**To be done**:
Answer these questions from the shopping blog posts below.
(a) What does the blouse cost at Nordstrom?
(b) Which two colors does the Calvin Klein Rachelle small shoulder bag come in?
(c) What is the price of the Alexander Wang Sheer U-Neck Tee?

**Excerpted text**:
::::

Friday, November 27, 2009

Shop Around, People



This blouse is $228.00 at Anthropologie. This exact same blouse is also at Nordstrom. For $135.90.

Had I been planning to buy this top, which I did consider for more than a second, I would have missed saving 40% by not checking other places that sell this brand. The moral? Shop around.


This Barbie Style Salon Playset is $49.95 at Amazon. It is also available at Barbie.com for $26.99.

I actually AM planning to buy this playset for a toy drive at work, and would never have thought that the Mattel site for Barbie is less expensive than Amazon. The moral? Let's say it together: shop around.

There is no reason, if you are shopping online, why you shouldn't check a few other places for what you are about to buy. And check for a coupon code. Any Google search for "Anthropologie coupon code" will tell you pretty quickly whether you could get a % off or free shipping.

Shopping in brick and mortar stores make it cumbersome to shop around, but online there's no excuse to pay more when a few clicks can prevent it. Happy hunting!

Handbag of the Day: Shoulder Bag

The Calvin Klein Rachelle small shoulder bag is only $98 and comes in black and something called violet whisper. The bag looks perfect for everyday over a winter coat or on the weekend so your hands can be free while you shop/drink cocoa/make merry. Plus, you'll get free shipping, so you don't even have to leave house to get it!

Monday, November 23, 2009

Designer Dis: AW can bite me

The $80 tee really pisses me off.

This model is wearing the Alexander Wang Long Sleeve Pocket Tee. And yes, it is $80.

Do I see anything particularly special about this white piece of rayon(!!!)? Do I think a blind nun in the Alps sewed on the pocket by hand?

No and no.

Do I think I could find one that looks EXACTLY THE SAME in a fabric I actually want to wear, like cotton or silk, for much, much less?

Indeed I do.



This is AW's Sheer U-Neck Tee. For $75. I'm guessing the $5 price break is due to the fact that it looks like a stretched out version of the shirts I used to wear in high school gym class, only way more see-though. I just love a tee I have to layer ANOTHER DAMN TEE UNDER in order to wear it in public.

For those of you who think perhaps I am being a bit harsh, please shut it. I could dis on AW all damn day. But have I said a WORD about the $340 Henley top (which could have been borrowed from any large frat boy in the 90s)? Have I mentioned the $235 sweatshorts (are you freaking kidding me)? Have I uttered the tiniest PEEP about the $320 sweatshirt with grommets (it's cropped, people, CROPPED)?

I have not. Or maybe I have. But I don't hate everything from AW. I just think the price point is an artificial way to induce people to buy what they perceive to be exclusive, when really they are just getting ripped off. I haven't seen anything so far that looks original, super well made, or even more than slightly interesting. When you find something, lemme know.

Until then, this overpriced crap just makes me mad.

In the words of Andria C., good friend and shopper extraordinaire: only a wang would buy this tee. Guess what we think that makes you if you pony up for the rest of the line?

::::

**Dataset extract**:
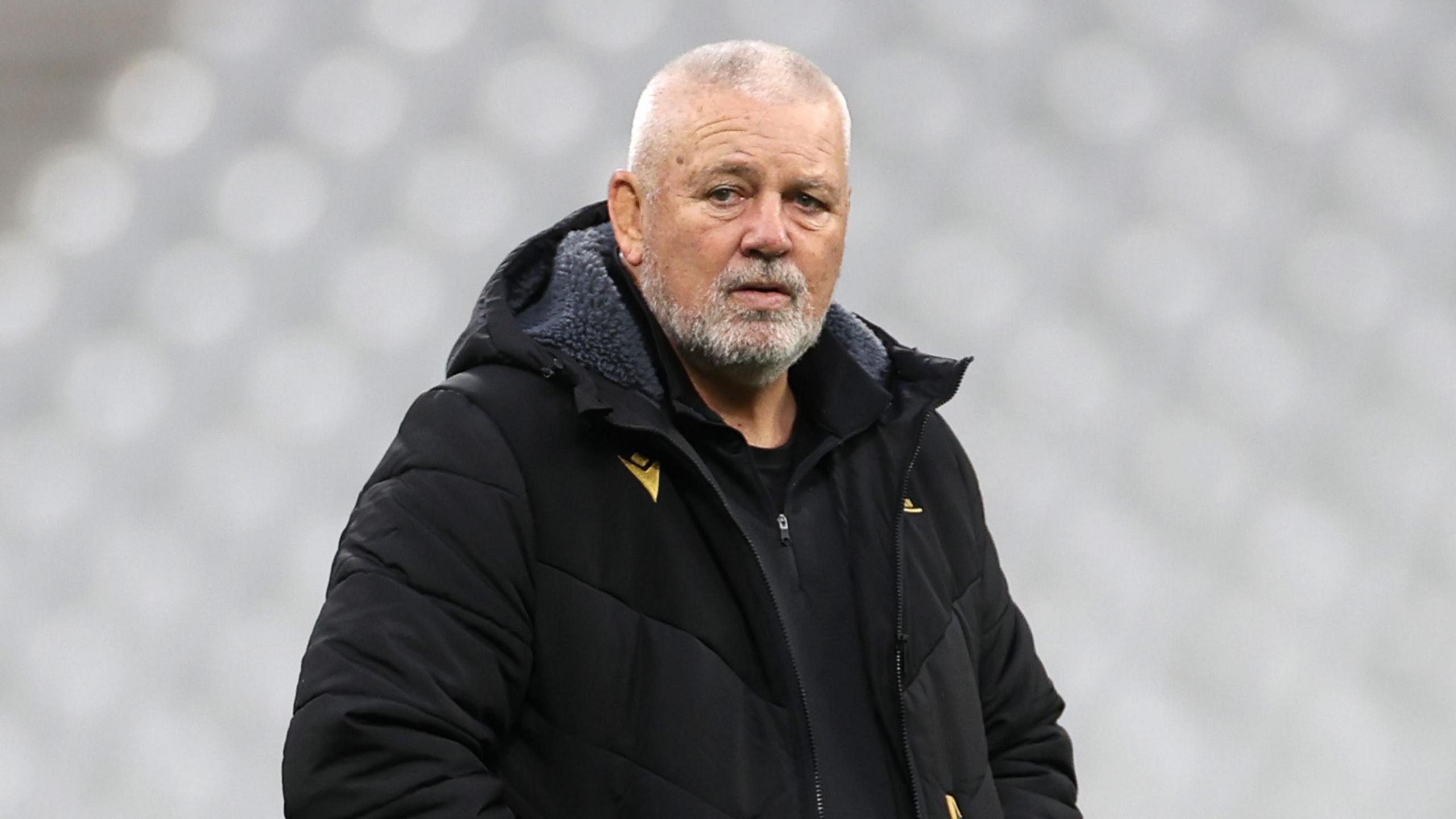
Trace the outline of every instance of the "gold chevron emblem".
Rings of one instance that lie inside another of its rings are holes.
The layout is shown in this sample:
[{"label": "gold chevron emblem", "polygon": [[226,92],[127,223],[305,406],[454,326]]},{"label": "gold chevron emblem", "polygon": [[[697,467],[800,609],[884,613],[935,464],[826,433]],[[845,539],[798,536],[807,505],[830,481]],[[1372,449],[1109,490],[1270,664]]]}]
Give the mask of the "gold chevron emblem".
[{"label": "gold chevron emblem", "polygon": [[662,463],[652,461],[641,452],[633,452],[626,458],[619,455],[617,461],[642,484],[646,494],[652,495],[652,503],[657,503],[657,490],[662,484]]}]

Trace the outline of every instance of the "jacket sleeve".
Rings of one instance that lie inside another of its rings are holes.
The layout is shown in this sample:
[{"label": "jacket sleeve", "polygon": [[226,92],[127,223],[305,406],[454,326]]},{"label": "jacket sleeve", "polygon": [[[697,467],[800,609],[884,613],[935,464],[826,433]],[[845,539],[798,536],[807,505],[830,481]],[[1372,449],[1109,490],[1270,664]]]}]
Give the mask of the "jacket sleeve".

::::

**Solution to the exercise**:
(a) $135.90
(b) Black and violet whisper
(c) $75